**Exercise requirements:** Pick out each line of the material below that contains the word "wrapped" and copy those lines out in full.

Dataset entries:

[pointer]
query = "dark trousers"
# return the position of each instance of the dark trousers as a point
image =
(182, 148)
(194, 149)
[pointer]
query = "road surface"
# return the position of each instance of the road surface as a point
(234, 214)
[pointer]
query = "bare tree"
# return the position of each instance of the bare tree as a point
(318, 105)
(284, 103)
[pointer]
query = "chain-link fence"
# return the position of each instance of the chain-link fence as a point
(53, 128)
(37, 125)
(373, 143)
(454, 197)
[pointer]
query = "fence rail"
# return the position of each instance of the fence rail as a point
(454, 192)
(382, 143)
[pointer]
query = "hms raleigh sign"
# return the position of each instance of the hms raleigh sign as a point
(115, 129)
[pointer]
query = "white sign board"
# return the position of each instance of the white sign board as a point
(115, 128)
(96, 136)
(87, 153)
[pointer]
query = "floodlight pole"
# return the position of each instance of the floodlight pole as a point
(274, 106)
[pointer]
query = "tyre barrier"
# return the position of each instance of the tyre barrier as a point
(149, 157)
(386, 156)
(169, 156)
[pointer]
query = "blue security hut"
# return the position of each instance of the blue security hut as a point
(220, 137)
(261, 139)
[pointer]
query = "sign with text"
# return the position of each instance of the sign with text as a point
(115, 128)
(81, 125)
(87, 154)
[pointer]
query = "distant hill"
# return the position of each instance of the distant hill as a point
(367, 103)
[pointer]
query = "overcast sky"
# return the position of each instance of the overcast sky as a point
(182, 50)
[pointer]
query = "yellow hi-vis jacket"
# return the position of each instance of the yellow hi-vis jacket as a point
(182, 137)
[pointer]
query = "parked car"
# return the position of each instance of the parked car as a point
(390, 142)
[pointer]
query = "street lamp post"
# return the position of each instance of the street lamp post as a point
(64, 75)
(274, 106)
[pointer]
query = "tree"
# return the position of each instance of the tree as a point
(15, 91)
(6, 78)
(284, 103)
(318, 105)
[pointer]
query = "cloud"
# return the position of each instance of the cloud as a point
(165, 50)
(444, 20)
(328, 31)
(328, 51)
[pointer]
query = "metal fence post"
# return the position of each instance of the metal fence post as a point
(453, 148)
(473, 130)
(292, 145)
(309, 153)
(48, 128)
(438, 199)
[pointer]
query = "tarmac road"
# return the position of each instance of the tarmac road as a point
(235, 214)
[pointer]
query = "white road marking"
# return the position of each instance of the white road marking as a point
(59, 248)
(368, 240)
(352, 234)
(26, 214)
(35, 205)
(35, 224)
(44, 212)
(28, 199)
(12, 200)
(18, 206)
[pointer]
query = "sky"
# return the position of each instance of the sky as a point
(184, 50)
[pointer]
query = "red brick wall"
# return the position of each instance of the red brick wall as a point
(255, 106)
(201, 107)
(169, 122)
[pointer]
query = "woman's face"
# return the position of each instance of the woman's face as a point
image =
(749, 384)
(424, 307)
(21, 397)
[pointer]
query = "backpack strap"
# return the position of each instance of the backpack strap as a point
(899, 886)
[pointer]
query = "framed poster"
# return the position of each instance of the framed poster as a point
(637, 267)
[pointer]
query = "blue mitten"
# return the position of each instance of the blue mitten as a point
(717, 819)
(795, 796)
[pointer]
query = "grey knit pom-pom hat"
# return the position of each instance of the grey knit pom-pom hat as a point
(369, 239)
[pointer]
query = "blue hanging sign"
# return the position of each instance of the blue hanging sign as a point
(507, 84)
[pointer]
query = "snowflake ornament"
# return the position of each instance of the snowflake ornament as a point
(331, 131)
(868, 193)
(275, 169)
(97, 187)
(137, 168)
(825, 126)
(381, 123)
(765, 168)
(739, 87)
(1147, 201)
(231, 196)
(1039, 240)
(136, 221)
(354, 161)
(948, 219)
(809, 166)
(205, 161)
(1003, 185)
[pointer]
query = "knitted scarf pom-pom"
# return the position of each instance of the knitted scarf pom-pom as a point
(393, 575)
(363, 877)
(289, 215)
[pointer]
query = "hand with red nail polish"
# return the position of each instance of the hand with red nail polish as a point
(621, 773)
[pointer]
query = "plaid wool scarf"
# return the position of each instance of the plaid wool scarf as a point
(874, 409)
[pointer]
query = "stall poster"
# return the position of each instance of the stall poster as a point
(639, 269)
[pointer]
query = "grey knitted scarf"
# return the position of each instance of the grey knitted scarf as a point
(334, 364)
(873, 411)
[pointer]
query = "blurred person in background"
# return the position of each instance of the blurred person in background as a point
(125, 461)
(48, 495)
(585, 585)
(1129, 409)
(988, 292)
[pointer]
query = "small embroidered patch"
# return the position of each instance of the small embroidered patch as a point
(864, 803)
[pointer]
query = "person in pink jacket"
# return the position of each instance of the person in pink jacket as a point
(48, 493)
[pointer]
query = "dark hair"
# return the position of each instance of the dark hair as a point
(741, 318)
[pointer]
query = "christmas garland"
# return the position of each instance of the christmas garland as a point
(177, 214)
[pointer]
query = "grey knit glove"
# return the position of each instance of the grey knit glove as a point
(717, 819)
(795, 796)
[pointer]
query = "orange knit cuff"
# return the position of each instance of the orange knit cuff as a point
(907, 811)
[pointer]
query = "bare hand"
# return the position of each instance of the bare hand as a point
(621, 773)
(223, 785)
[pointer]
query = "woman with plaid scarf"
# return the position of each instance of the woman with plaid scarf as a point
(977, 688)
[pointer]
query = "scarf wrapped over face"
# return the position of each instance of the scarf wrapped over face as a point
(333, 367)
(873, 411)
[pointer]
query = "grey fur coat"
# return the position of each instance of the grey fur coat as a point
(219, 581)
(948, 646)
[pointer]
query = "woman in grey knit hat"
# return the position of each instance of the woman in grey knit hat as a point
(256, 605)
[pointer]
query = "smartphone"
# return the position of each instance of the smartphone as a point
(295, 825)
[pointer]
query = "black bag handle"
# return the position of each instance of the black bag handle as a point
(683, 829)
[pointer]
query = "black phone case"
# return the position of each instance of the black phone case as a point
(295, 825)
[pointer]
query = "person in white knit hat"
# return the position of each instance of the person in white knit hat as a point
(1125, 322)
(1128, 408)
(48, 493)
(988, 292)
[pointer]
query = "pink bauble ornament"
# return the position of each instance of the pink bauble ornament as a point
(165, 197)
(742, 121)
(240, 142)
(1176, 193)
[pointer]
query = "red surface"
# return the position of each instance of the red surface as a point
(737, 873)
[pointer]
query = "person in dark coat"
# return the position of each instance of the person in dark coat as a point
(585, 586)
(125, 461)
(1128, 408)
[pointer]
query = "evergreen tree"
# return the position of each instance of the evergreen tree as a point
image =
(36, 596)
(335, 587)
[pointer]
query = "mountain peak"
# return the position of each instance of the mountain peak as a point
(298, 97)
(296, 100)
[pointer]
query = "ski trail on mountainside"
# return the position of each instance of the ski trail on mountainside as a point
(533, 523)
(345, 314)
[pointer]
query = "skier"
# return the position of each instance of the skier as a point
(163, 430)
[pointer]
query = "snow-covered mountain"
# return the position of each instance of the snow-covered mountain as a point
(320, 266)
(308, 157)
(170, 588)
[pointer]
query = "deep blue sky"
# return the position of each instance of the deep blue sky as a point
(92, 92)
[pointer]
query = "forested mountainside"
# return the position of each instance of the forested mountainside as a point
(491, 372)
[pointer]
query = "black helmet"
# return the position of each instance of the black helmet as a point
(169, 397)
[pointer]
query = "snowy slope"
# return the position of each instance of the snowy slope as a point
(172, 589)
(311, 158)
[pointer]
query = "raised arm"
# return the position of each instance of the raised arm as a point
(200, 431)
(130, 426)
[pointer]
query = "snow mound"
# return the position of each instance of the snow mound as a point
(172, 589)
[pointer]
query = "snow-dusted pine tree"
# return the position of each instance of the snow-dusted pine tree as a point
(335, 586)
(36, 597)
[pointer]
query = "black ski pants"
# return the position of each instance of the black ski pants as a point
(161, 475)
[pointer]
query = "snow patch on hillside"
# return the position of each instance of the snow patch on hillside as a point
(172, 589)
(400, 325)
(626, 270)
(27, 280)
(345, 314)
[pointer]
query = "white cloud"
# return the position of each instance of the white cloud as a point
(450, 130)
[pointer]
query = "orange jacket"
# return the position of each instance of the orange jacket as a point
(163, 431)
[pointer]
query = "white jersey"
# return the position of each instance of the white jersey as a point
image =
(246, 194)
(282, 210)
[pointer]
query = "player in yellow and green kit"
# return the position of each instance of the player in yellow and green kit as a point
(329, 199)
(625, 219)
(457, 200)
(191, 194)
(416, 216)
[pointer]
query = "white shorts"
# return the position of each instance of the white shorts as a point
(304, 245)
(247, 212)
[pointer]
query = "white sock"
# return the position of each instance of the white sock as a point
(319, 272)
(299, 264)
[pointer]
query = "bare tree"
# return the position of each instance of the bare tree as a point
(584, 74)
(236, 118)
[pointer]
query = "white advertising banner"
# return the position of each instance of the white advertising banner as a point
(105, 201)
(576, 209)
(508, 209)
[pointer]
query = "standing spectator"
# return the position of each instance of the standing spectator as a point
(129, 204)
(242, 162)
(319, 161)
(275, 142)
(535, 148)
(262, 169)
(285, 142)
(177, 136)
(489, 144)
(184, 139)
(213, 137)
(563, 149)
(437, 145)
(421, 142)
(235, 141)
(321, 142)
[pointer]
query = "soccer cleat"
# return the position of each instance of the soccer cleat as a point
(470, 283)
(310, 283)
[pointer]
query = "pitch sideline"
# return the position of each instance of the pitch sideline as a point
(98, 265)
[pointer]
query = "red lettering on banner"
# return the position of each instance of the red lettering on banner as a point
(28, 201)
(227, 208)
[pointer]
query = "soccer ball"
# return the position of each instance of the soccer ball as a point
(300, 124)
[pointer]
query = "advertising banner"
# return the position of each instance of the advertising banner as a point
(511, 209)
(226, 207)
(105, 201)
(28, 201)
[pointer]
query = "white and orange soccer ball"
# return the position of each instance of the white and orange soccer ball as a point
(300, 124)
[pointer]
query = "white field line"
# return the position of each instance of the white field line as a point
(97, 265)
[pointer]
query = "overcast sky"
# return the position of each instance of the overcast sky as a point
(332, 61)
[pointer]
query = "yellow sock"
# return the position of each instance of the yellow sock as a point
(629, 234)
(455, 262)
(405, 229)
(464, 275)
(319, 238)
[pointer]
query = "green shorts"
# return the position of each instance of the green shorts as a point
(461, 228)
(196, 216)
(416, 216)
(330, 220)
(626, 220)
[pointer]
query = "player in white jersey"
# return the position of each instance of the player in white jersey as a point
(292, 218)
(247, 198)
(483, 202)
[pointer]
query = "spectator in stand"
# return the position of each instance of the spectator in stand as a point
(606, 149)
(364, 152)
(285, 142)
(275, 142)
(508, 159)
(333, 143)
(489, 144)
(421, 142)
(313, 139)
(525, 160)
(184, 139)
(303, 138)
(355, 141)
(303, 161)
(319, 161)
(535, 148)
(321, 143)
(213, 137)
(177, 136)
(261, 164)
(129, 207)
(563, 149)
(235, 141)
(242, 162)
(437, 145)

**Written answer:**
query = "scarf wrapped over face"
# return the position of each instance of the scarf wrapped over face as a point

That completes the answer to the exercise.